Они были достаточно храбры и не боялись встретиться лицом к лицу с оскорбленным
ими врагом. Мы же трепещем от страха, пока видим, что враг жив и здоров. Не
свидетельствует ли о том, что это именно так, наше великолепное нынешнее
обыкновение преследовать насмерть как того, кто нас обидел, так и того, кого мы
обидели сами?
Свидетельством
трусости является также введенный у нас обычай приводить с собой на поединок
секунданта, а не то даже двух или трех. В прежние времена бывали единоборства,
а сейчас у нас – это стычки или маленькие сражения [2193]. Тех, кто их выдумал,
страшило одиночество: cum in se cuique minimum fiduciae esset [2194].

» **СПИСОК ДАННЫХ**:
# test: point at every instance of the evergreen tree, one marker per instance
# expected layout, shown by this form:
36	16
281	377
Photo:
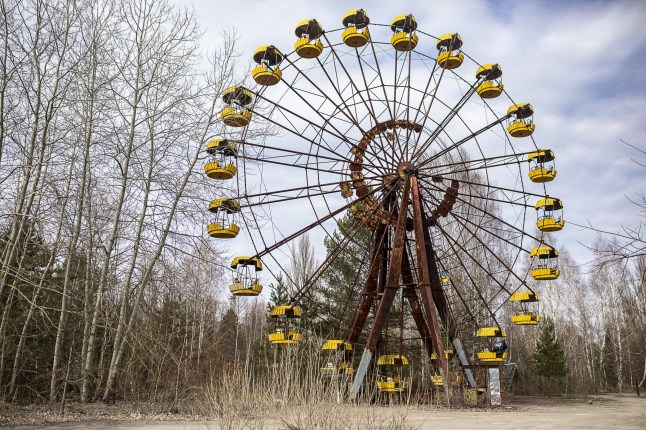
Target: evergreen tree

» **ЗАДАНИЕ**: Напечатайте исходный текст о трусости и поединках целиком, не меняя в нём ни слова.

» **ОТВЕТ**:
Они были достаточно храбры и не боялись встретиться лицом к лицу с оскорбленным
ими врагом. Мы же трепещем от страха, пока видим, что враг жив и здоров. Не
свидетельствует ли о том, что это именно так, наше великолепное нынешнее
обыкновение преследовать насмерть как того, кто нас обидел, так и того, кого мы
обидели сами?
Свидетельством
трусости является также введенный у нас обычай приводить с собой на поединок
секунданта, а не то даже двух или трех. В прежние времена бывали единоборства,
а сейчас у нас – это стычки или маленькие сражения [2193]. Тех, кто их выдумал,
страшило одиночество: cum in se cuique minimum fiduciae esset [2194].